**Your objective**
How many lines of the material below contain the string "orange"? Case counts. Reply with the number alone.

** start Available records **

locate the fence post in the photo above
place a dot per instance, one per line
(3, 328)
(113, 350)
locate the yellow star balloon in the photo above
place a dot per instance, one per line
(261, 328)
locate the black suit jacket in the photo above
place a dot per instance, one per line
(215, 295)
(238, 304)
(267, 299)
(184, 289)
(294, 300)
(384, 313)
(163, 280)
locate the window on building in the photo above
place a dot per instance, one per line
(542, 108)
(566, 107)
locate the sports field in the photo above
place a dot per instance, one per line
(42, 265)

** end Available records **
** start Available records **

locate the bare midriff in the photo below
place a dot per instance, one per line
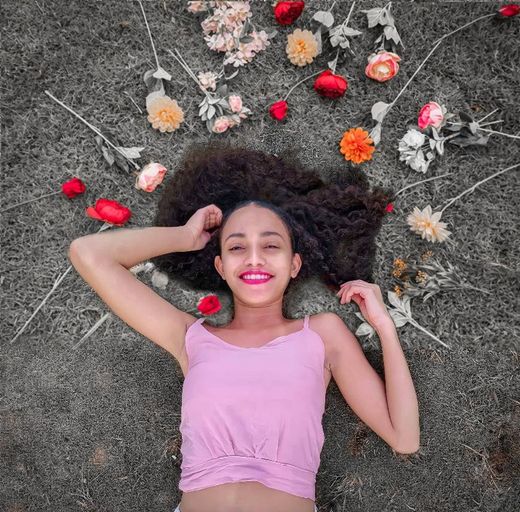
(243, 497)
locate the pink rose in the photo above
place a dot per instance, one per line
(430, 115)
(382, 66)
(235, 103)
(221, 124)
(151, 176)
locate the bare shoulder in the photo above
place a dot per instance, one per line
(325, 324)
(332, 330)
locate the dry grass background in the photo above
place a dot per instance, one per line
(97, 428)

** end Available records **
** start Available records **

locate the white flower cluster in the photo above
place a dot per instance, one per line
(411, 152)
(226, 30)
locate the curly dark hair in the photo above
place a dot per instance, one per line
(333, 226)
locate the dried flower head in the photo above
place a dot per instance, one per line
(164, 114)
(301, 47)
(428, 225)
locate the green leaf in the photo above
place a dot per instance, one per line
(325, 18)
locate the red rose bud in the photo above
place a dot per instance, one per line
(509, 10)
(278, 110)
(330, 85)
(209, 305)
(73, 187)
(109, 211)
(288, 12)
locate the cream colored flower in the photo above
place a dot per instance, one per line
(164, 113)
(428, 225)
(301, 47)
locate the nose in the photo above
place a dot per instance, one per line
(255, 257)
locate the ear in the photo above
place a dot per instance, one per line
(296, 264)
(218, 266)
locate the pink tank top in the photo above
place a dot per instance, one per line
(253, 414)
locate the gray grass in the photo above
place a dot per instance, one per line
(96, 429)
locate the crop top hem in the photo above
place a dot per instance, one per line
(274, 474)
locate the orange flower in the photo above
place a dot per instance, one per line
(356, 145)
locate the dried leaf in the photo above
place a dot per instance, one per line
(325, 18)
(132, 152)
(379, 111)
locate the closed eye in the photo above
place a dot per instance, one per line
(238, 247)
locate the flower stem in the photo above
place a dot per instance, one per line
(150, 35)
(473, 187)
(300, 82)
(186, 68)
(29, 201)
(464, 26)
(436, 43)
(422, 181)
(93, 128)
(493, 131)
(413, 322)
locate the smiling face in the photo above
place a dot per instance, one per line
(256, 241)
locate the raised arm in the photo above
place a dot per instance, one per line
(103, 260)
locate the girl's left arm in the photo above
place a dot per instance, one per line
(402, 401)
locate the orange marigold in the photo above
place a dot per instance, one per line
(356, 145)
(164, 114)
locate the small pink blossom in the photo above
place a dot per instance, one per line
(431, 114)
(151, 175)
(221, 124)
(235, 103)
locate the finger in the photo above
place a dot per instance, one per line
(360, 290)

** end Available records **

**Solution for this task**
2